## [DATA EXCERPTS]
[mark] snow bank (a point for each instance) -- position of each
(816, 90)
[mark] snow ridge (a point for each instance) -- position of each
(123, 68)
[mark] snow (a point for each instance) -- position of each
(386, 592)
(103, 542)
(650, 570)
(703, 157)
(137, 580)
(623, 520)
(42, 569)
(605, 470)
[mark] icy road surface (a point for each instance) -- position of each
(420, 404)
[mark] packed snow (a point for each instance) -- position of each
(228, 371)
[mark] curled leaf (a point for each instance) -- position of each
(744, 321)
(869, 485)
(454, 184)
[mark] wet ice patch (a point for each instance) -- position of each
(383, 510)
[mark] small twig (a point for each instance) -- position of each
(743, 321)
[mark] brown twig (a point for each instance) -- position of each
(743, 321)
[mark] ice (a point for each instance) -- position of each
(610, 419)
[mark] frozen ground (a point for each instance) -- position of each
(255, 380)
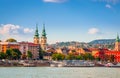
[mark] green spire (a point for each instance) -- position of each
(117, 39)
(43, 31)
(36, 32)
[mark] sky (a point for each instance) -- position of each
(65, 20)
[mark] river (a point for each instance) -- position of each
(60, 72)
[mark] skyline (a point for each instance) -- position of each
(65, 20)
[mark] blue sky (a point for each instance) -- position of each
(65, 20)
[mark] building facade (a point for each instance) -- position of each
(42, 40)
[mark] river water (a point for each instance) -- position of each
(60, 72)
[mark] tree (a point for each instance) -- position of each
(41, 53)
(79, 57)
(11, 40)
(29, 54)
(2, 55)
(13, 54)
(17, 53)
(58, 56)
(9, 53)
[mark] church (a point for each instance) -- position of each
(42, 41)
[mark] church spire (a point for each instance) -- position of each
(117, 39)
(36, 32)
(43, 31)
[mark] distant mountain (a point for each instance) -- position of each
(103, 41)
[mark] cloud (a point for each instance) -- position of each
(9, 29)
(109, 1)
(93, 31)
(55, 1)
(108, 6)
(27, 30)
(15, 31)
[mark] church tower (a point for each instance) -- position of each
(36, 36)
(117, 43)
(43, 39)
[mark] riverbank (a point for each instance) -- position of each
(24, 63)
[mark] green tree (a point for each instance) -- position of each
(58, 56)
(79, 57)
(13, 54)
(9, 53)
(70, 56)
(2, 55)
(11, 40)
(29, 54)
(41, 53)
(17, 53)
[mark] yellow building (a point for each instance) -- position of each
(6, 45)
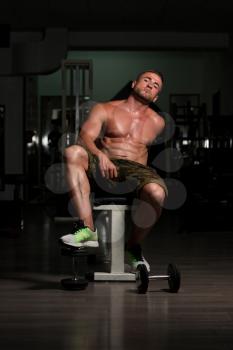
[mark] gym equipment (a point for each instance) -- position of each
(173, 277)
(79, 264)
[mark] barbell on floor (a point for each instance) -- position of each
(142, 278)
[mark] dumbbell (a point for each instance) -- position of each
(142, 278)
(79, 264)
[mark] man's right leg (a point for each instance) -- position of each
(76, 168)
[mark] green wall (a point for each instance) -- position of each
(184, 71)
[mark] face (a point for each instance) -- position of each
(147, 87)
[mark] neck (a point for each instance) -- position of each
(136, 105)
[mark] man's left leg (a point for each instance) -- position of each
(144, 215)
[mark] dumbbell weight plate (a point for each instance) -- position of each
(173, 278)
(74, 284)
(142, 279)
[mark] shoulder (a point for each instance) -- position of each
(157, 118)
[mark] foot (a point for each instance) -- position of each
(82, 236)
(134, 257)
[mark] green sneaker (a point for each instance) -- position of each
(82, 237)
(134, 258)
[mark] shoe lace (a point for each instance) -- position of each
(82, 232)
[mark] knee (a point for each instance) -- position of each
(155, 192)
(73, 153)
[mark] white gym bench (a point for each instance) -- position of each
(115, 227)
(116, 216)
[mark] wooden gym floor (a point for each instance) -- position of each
(35, 313)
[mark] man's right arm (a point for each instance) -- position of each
(90, 131)
(91, 128)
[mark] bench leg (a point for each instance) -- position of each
(117, 271)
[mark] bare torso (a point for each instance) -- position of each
(127, 134)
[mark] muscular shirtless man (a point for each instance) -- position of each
(128, 127)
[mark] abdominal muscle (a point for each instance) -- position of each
(124, 148)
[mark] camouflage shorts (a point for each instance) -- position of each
(132, 176)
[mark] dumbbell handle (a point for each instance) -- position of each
(159, 277)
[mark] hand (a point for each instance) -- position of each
(107, 168)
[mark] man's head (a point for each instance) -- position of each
(148, 85)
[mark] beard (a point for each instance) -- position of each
(144, 97)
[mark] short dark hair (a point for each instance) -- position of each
(152, 71)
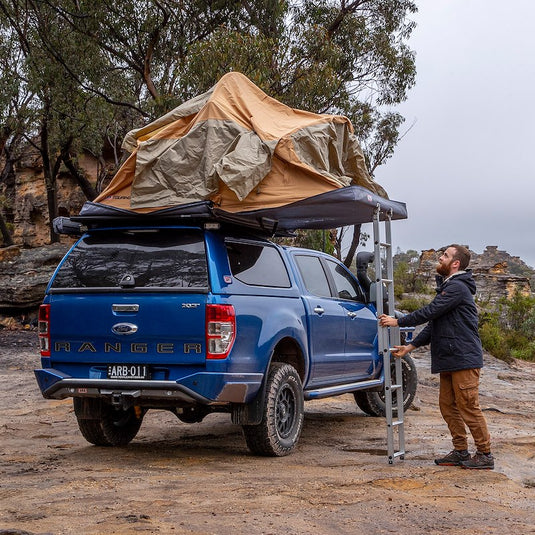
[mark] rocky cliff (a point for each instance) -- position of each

## [WHAT IS ASKED]
Please arrange every line of the items above as a numbered list, skipping blank lines and leaving out the picture markers.

## [SOLUTION FOR THIS TASK]
1. [mark] snow bank (a point for each instance) -- position of each
2. (816, 90)
3. [mark] snow ridge (a point for each instance) -- position of each
4. (123, 68)
5. [mark] snow (a point for each instance) -- position of each
6. (386, 592)
7. (103, 542)
8. (650, 570)
9. (703, 157)
10. (137, 580)
11. (623, 520)
12. (42, 569)
13. (605, 470)
14. [mark] icy road surface (a point for each instance) -- position of each
15. (420, 404)
16. [mark] packed snow (a point for each instance) -- position of each
17. (228, 371)
18. [mark] curled leaf (a point for each instance) -- position of each
19. (744, 321)
20. (869, 485)
21. (454, 184)
22. [mark] wet ice patch (a point for each instance) -- position of each
23. (383, 510)
24. [mark] small twig (a point for each instance) -- position of each
25. (743, 321)
26. [mark] brown twig (a point for each instance) -- position of each
27. (743, 321)
28. [mark] ice (a point for each instance) -- position of each
29. (610, 419)
30. [mark] frozen ground (a point for each instance) -- position of each
31. (255, 380)
32. [mark] green spire (a point for each instance) -- position of each
33. (117, 39)
34. (43, 31)
35. (36, 32)
36. [mark] sky (a point for each instance) -- position of each
37. (65, 20)
38. [mark] river (a point for each instance) -- position of each
39. (60, 72)
40. [mark] skyline (a point for each instance) -- position of each
41. (65, 20)
42. [mark] blue sky (a point for each instance) -- position of each
43. (65, 20)
44. [mark] building facade (a point for each instance) -- position of each
45. (42, 40)
46. [mark] river water (a point for each instance) -- position of each
47. (60, 72)
48. [mark] tree (a point for each instance) -- position of each
49. (41, 53)
50. (79, 57)
51. (11, 40)
52. (29, 54)
53. (2, 55)
54. (13, 54)
55. (17, 53)
56. (58, 56)
57. (9, 53)
58. [mark] church (a point for each instance) -- position of each
59. (42, 41)
60. [mark] church spire (a point for each instance) -- position of each
61. (117, 39)
62. (36, 32)
63. (43, 31)
64. [mark] distant mountain (a point for each instance) -- position of each
65. (103, 41)
66. [mark] cloud (a point for each instance) -- position of each
67. (9, 29)
68. (109, 1)
69. (93, 31)
70. (55, 1)
71. (108, 6)
72. (27, 30)
73. (15, 31)
74. [mark] church tower (a point for each instance) -- position of each
75. (36, 36)
76. (117, 43)
77. (43, 39)
78. [mark] riverbank (a point for each instance) -- position of each
79. (24, 63)
80. [mark] green tree (a point for each instance) -- position of each
81. (58, 56)
82. (79, 57)
83. (13, 54)
84. (9, 53)
85. (70, 56)
86. (2, 55)
87. (11, 40)
88. (29, 54)
89. (41, 53)
90. (17, 53)
91. [mark] yellow building (a point for each instance) -- position of each
92. (6, 45)
93. [mark] gym equipment (a point for each instance) -- position of each
94. (173, 277)
95. (79, 264)
96. [mark] barbell on floor (a point for each instance) -- position of each
97. (142, 278)
98. [mark] dumbbell (a point for each instance) -- position of each
99. (142, 278)
100. (79, 264)
101. [mark] man's right leg (a point for each instance) -- position of each
102. (76, 168)
103. [mark] green wall (a point for each instance) -- position of each
104. (184, 71)
105. [mark] face (a point for each instance) -- position of each
106. (147, 87)
107. [mark] neck (a point for each instance) -- position of each
108. (136, 105)
109. [mark] man's left leg (a point for each instance) -- position of each
110. (144, 215)
111. [mark] dumbbell weight plate (a point for each instance) -- position of each
112. (173, 278)
113. (74, 284)
114. (142, 279)
115. [mark] shoulder (a point for each instance) -- position of each
116. (157, 118)
117. [mark] foot (a point for each instance) -- position of each
118. (82, 236)
119. (134, 257)
120. [mark] green sneaker (a point for each instance) -- position of each
121. (82, 237)
122. (134, 258)
123. [mark] shoe lace (a point for each instance) -- position of each
124. (82, 232)
125. [mark] knee (a point for each instance) -- position of each
126. (155, 192)
127. (73, 153)
128. [mark] white gym bench (a point for each instance) -- position of each
129. (115, 227)
130. (116, 216)
131. [mark] wooden gym floor (a point for each instance) -- position of each
132. (35, 313)
133. [mark] man's right arm (a point for each instance) -- position of each
134. (90, 131)
135. (91, 128)
136. [mark] bench leg (a point for each instance) -- position of each
137. (117, 271)
138. [mark] bare torso (a point for each instance) -- position of each
139. (127, 134)
140. [mark] muscular shirtless man (a point for each instance) -- position of each
141. (128, 127)
142. [mark] abdominal muscle (a point for each instance) -- position of each
143. (124, 148)
144. [mark] camouflage shorts (a point for each instance) -- position of each
145. (132, 176)
146. [mark] dumbbell handle (a point for each instance) -- position of each
147. (159, 277)
148. [mark] hand (a point for each instance) -- position of each
149. (107, 168)
150. [mark] man's head (a point for each instance) -- position of each
151. (148, 85)
152. [mark] beard (a point for each instance) -- position of each
153. (144, 97)
154. [mark] short dark hair (a point for each instance) -- position of each
155. (152, 71)
156. [mark] rocky cliff (a point for each instance) -- position of each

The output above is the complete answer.